Stored data
##########

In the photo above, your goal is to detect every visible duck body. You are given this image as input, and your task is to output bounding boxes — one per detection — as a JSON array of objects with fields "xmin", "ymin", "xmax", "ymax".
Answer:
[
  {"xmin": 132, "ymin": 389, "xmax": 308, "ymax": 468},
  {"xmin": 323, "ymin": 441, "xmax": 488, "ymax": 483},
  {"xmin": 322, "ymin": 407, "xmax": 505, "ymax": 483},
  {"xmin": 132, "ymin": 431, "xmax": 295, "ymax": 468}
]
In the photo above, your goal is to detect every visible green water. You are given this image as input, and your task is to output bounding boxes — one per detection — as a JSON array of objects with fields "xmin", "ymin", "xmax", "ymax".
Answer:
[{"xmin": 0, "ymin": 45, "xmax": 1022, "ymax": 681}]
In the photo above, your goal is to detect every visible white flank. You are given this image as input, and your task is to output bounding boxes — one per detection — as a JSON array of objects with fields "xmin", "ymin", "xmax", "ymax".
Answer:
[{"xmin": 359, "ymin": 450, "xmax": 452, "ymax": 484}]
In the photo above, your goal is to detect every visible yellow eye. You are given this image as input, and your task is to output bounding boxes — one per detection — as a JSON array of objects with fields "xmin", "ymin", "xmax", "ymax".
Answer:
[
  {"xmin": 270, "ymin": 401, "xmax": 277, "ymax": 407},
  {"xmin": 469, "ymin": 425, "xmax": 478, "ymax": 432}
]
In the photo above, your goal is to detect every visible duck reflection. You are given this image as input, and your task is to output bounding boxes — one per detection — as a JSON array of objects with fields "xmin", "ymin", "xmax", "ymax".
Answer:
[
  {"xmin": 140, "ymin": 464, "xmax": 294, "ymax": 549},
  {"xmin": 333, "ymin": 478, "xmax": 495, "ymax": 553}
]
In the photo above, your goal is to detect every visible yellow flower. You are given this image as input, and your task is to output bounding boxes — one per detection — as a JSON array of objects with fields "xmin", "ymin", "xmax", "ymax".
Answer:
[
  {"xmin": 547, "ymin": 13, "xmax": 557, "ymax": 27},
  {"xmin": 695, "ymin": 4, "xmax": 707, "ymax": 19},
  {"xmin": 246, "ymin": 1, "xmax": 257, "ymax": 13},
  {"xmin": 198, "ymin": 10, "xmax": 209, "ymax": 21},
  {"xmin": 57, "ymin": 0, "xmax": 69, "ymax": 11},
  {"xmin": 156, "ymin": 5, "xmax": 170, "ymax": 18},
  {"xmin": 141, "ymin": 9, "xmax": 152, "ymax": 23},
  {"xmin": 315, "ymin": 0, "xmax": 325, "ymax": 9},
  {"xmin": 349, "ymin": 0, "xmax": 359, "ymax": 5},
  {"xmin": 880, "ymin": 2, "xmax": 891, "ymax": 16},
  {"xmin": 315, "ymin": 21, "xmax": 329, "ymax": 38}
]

##########

*The task*.
Reproduce exactly the line bearing "visible duck reflection." and all the lines that come after it in the records above; add nothing.

*Finished exercise*.
In the photo above, your goal is to detect every visible duck reflection. You are given this image as input, and your task is to output bounding boxes — one per detection — as a JSON array of objects with fields "xmin", "ymin", "xmax", "ymax".
Answer:
[
  {"xmin": 140, "ymin": 464, "xmax": 294, "ymax": 549},
  {"xmin": 333, "ymin": 478, "xmax": 495, "ymax": 553}
]
In the photo above, your goal is to detect every visible yellow flower. You are given this image as input, and your task is to output bounding boxes — one per detection — as a JSON array of objects with fields "xmin", "ymin", "xmax", "ymax".
Answer:
[
  {"xmin": 547, "ymin": 13, "xmax": 557, "ymax": 27},
  {"xmin": 695, "ymin": 4, "xmax": 707, "ymax": 19},
  {"xmin": 246, "ymin": 1, "xmax": 257, "ymax": 13},
  {"xmin": 198, "ymin": 10, "xmax": 209, "ymax": 21},
  {"xmin": 57, "ymin": 0, "xmax": 69, "ymax": 11},
  {"xmin": 156, "ymin": 5, "xmax": 170, "ymax": 18},
  {"xmin": 141, "ymin": 9, "xmax": 152, "ymax": 23},
  {"xmin": 315, "ymin": 0, "xmax": 325, "ymax": 9},
  {"xmin": 349, "ymin": 0, "xmax": 359, "ymax": 5},
  {"xmin": 880, "ymin": 2, "xmax": 891, "ymax": 16},
  {"xmin": 315, "ymin": 21, "xmax": 329, "ymax": 38}
]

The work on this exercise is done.